■ WHAT IS EXPECTED ■
Lines before the one containing "the bird in" are left out; return that line and all lines after it, exactly, through the end of the records below.

■ EXERCISE MATERIALS ■
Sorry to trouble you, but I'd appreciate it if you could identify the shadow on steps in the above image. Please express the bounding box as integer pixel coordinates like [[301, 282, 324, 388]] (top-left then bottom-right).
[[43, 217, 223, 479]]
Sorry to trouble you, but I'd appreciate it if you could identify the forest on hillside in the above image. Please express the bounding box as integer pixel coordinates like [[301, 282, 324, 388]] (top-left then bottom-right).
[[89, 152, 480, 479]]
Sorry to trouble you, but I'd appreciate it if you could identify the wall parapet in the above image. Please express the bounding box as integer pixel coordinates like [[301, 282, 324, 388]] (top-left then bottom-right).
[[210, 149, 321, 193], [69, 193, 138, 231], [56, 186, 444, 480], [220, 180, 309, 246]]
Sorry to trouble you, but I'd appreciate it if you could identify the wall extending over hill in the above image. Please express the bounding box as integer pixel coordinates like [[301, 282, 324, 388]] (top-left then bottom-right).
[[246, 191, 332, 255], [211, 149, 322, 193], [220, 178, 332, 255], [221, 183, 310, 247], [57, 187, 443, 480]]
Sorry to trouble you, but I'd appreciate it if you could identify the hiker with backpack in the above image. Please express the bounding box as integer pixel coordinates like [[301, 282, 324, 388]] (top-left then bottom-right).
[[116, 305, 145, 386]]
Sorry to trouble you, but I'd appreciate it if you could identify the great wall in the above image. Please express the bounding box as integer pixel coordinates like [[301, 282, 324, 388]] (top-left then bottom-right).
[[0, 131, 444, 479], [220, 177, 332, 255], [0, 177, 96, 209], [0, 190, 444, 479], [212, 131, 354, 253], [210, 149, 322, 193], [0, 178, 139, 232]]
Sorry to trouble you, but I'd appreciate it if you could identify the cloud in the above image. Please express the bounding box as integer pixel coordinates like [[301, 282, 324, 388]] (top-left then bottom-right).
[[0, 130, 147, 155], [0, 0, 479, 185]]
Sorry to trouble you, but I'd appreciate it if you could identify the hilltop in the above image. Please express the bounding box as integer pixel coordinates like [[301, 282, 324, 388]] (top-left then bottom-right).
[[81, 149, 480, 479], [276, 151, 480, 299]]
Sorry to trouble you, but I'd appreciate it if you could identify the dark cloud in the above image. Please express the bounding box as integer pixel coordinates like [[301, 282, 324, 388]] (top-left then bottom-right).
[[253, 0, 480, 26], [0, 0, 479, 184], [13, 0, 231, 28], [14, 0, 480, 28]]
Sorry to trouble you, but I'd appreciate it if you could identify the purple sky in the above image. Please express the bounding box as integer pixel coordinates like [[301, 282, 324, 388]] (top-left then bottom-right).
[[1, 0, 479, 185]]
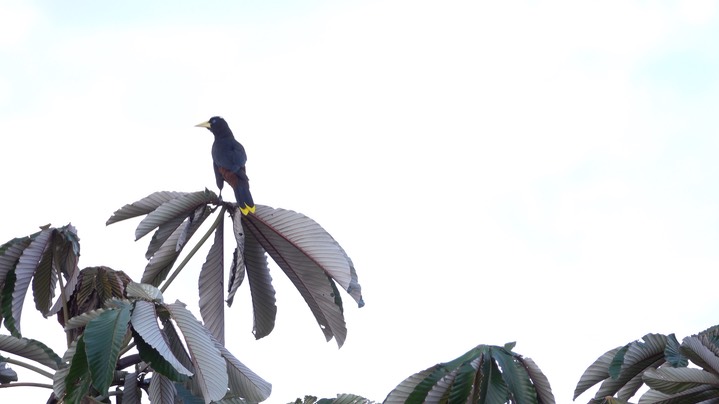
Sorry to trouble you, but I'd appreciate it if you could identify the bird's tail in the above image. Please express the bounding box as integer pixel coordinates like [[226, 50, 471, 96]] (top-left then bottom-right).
[[235, 187, 255, 215]]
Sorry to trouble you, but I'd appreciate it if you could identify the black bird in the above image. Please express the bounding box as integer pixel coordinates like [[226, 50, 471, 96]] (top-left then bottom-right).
[[195, 116, 256, 215]]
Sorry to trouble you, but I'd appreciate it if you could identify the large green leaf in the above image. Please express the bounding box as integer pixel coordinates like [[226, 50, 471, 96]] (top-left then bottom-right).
[[83, 302, 131, 394], [167, 301, 228, 403], [133, 330, 188, 382], [491, 347, 538, 404], [141, 206, 211, 286], [199, 214, 225, 344], [64, 336, 92, 403], [131, 300, 191, 377], [0, 334, 62, 370], [244, 205, 348, 346], [134, 190, 216, 241]]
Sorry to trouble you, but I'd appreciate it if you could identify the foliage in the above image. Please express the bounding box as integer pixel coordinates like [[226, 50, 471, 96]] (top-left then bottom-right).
[[574, 327, 719, 403], [383, 342, 554, 404], [0, 190, 364, 403]]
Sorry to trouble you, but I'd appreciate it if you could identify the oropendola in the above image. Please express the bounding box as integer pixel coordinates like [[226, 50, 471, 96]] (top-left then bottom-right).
[[196, 116, 256, 215]]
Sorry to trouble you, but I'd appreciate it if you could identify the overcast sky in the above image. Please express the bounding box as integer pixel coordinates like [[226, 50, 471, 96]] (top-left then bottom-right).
[[2, 1, 719, 403]]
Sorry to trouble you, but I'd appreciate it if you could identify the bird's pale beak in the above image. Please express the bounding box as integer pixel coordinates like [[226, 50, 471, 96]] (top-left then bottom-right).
[[195, 121, 212, 129]]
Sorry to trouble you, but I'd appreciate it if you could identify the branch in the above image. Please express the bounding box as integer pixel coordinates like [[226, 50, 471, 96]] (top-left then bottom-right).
[[0, 382, 53, 389], [3, 358, 54, 379]]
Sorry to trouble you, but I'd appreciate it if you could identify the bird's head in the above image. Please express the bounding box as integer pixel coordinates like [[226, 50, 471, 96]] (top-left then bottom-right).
[[195, 116, 232, 137]]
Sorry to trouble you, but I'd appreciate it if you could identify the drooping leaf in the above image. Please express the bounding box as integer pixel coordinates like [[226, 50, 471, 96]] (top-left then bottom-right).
[[682, 335, 719, 375], [142, 206, 211, 286], [133, 330, 188, 382], [146, 215, 186, 260], [41, 225, 81, 317], [31, 232, 55, 316], [8, 229, 53, 335], [609, 344, 630, 379], [167, 301, 228, 403], [123, 371, 142, 404], [491, 346, 538, 404], [244, 206, 347, 346], [242, 227, 276, 339], [148, 372, 179, 404], [520, 356, 555, 404], [214, 337, 272, 401], [244, 205, 363, 307], [383, 365, 436, 403], [83, 302, 131, 394], [199, 214, 225, 344], [226, 208, 246, 307], [0, 236, 34, 290], [64, 307, 109, 331], [106, 191, 189, 225], [126, 281, 164, 302], [131, 300, 192, 377], [64, 336, 92, 403], [639, 384, 719, 404], [587, 334, 668, 402], [0, 334, 62, 370], [643, 367, 719, 395], [574, 347, 623, 399], [135, 190, 216, 241]]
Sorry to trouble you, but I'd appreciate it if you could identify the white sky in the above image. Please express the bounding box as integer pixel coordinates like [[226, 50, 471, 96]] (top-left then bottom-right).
[[1, 1, 719, 403]]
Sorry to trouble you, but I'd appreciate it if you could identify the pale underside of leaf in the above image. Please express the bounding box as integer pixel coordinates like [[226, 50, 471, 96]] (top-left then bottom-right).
[[135, 190, 215, 241], [199, 217, 225, 345], [639, 384, 719, 404], [131, 300, 192, 376], [53, 338, 79, 399], [149, 372, 178, 404], [167, 301, 228, 403], [214, 337, 272, 402], [242, 224, 276, 339], [123, 371, 142, 404], [246, 205, 363, 307], [0, 334, 62, 370], [383, 365, 437, 403], [126, 281, 164, 302], [142, 206, 210, 286], [0, 237, 33, 288], [10, 229, 53, 335], [64, 307, 109, 330], [643, 367, 719, 394], [574, 347, 622, 400], [226, 208, 246, 307], [106, 191, 189, 225], [244, 206, 347, 346], [683, 335, 719, 375], [520, 356, 556, 404]]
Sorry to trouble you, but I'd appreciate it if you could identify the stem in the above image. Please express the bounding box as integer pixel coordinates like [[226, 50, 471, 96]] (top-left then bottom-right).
[[3, 357, 54, 379], [160, 207, 226, 293], [0, 382, 53, 389]]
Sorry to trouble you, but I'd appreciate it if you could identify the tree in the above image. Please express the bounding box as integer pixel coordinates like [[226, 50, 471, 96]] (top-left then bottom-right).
[[0, 190, 364, 403]]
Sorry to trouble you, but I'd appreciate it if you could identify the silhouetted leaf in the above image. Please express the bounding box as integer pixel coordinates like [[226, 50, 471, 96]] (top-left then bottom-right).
[[199, 215, 224, 344], [106, 191, 189, 225], [242, 228, 275, 339], [135, 190, 215, 241]]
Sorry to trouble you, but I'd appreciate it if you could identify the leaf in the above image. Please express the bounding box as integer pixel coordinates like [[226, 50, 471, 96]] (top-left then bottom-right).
[[243, 227, 276, 339], [199, 215, 225, 344], [244, 206, 348, 346], [83, 302, 131, 394], [383, 365, 436, 403], [0, 236, 35, 289], [0, 334, 62, 370], [141, 206, 211, 286], [244, 205, 364, 307], [643, 367, 719, 395], [146, 215, 186, 260], [491, 346, 538, 404], [609, 344, 630, 379], [8, 229, 53, 335], [64, 336, 92, 403], [134, 190, 215, 241], [682, 335, 719, 375], [520, 356, 555, 404], [226, 208, 246, 307], [133, 330, 188, 382], [64, 307, 109, 331], [148, 372, 178, 404], [123, 371, 142, 404], [214, 337, 272, 401], [167, 301, 228, 403], [594, 334, 668, 400], [665, 333, 689, 368], [106, 191, 189, 225], [131, 300, 192, 377], [639, 384, 719, 404], [574, 347, 623, 399], [126, 281, 164, 302]]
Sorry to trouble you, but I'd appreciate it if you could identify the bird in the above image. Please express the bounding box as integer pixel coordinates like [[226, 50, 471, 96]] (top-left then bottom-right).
[[195, 116, 256, 215]]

■ SOLUTION TO THIS TASK ■
Sorry to trouble you, but I'd appreciate it if you could identify the bird in the above image. Please express the bounding box as integer pixel coordinates like [[226, 50, 471, 96]] (top-left then bottom-right).
[[195, 116, 256, 215]]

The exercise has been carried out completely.